## EXERCISE GOAL
Report the lines of the data below that contain the string "storefront".

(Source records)
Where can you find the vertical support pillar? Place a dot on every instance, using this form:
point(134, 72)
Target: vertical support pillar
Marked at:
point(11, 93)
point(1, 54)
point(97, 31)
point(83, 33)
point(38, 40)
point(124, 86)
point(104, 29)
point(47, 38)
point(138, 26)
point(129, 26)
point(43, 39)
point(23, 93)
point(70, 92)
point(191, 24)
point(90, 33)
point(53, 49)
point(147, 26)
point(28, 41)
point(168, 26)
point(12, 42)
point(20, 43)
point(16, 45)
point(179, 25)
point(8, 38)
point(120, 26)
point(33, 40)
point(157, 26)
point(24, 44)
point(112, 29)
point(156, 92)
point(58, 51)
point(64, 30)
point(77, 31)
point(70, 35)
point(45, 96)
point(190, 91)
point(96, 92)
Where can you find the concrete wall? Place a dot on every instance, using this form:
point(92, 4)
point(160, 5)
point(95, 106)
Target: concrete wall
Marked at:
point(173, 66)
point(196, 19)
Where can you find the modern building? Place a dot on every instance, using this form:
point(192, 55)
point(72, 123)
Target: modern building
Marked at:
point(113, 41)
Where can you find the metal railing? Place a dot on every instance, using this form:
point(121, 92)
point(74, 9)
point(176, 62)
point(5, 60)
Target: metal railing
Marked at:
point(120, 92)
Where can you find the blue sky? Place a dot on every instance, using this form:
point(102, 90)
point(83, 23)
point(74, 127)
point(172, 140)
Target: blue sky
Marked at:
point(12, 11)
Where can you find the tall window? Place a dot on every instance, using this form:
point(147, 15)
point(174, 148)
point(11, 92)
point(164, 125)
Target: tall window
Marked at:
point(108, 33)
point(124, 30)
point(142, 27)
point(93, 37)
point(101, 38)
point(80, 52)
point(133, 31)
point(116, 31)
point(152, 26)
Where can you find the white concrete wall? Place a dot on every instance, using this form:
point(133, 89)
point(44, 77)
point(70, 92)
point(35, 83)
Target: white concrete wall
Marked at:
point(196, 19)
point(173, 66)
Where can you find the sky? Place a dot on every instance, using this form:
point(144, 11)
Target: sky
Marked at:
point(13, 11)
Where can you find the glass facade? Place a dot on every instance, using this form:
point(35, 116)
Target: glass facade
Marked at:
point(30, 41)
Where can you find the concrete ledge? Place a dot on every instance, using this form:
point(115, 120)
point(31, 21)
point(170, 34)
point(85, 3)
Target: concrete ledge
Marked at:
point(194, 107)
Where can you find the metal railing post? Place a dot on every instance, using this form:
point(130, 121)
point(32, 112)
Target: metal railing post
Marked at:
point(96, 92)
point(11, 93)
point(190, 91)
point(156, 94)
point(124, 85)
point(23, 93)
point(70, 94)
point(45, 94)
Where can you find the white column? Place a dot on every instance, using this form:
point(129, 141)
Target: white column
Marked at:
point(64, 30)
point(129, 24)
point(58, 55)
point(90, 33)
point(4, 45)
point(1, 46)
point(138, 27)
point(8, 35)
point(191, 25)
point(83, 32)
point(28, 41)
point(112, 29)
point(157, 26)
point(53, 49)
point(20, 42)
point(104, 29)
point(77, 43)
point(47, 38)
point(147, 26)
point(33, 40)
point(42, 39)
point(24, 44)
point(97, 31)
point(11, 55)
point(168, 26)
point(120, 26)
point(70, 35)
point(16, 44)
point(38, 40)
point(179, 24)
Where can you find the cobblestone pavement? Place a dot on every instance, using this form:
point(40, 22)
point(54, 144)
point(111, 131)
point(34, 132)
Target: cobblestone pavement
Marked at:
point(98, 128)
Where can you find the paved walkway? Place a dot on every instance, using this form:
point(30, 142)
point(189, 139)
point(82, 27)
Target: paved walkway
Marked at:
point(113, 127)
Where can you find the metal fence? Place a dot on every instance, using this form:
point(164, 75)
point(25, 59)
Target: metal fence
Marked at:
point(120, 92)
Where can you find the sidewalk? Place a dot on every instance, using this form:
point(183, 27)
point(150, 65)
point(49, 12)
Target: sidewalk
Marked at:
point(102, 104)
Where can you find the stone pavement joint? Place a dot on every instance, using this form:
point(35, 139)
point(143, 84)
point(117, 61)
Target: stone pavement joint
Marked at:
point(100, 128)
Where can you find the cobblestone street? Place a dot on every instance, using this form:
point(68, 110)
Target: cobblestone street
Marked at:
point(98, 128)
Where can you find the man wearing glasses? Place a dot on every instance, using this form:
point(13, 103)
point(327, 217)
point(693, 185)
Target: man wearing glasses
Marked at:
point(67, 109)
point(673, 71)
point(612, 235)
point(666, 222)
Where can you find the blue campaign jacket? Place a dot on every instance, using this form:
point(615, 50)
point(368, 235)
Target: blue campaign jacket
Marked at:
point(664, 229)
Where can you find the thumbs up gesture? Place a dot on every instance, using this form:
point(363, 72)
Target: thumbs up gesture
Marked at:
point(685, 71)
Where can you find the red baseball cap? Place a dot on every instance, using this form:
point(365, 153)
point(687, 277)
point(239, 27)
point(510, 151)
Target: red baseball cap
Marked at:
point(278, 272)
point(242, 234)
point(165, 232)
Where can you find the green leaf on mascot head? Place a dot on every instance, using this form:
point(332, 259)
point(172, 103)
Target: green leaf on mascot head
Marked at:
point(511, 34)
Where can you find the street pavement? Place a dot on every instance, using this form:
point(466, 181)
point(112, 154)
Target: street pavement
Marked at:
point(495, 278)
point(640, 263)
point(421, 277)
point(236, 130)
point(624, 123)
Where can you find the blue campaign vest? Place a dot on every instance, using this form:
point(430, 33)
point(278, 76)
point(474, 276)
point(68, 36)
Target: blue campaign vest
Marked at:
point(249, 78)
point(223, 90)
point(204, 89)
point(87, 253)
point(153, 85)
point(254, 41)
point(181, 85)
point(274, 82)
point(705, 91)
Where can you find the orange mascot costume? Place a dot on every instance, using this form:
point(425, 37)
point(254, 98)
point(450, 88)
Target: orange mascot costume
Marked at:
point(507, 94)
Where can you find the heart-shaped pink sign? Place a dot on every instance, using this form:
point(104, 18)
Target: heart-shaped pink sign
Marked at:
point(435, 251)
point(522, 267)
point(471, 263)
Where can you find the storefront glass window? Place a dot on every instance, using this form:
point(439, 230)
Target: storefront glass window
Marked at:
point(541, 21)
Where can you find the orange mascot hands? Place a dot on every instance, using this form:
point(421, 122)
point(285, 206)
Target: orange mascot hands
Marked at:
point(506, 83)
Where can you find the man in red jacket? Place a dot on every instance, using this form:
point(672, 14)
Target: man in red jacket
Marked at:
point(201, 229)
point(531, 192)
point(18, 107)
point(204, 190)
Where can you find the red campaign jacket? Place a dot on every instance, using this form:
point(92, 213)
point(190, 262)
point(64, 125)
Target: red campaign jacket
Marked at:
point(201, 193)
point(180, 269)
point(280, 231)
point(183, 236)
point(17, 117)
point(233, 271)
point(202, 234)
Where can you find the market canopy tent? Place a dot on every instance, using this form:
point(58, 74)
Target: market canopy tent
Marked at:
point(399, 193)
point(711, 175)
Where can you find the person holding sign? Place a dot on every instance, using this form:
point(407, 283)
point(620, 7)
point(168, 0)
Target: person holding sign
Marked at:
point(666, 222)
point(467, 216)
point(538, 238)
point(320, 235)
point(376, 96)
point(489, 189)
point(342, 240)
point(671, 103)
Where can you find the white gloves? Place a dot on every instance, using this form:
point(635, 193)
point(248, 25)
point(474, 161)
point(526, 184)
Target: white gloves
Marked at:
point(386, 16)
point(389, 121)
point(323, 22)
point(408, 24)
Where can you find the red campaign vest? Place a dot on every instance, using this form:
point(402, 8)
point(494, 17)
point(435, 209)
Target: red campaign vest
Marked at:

## EXERCISE ANSWER
Where can you find the storefront glass window? Place a dot on every instance, using this form:
Target: storefront glass window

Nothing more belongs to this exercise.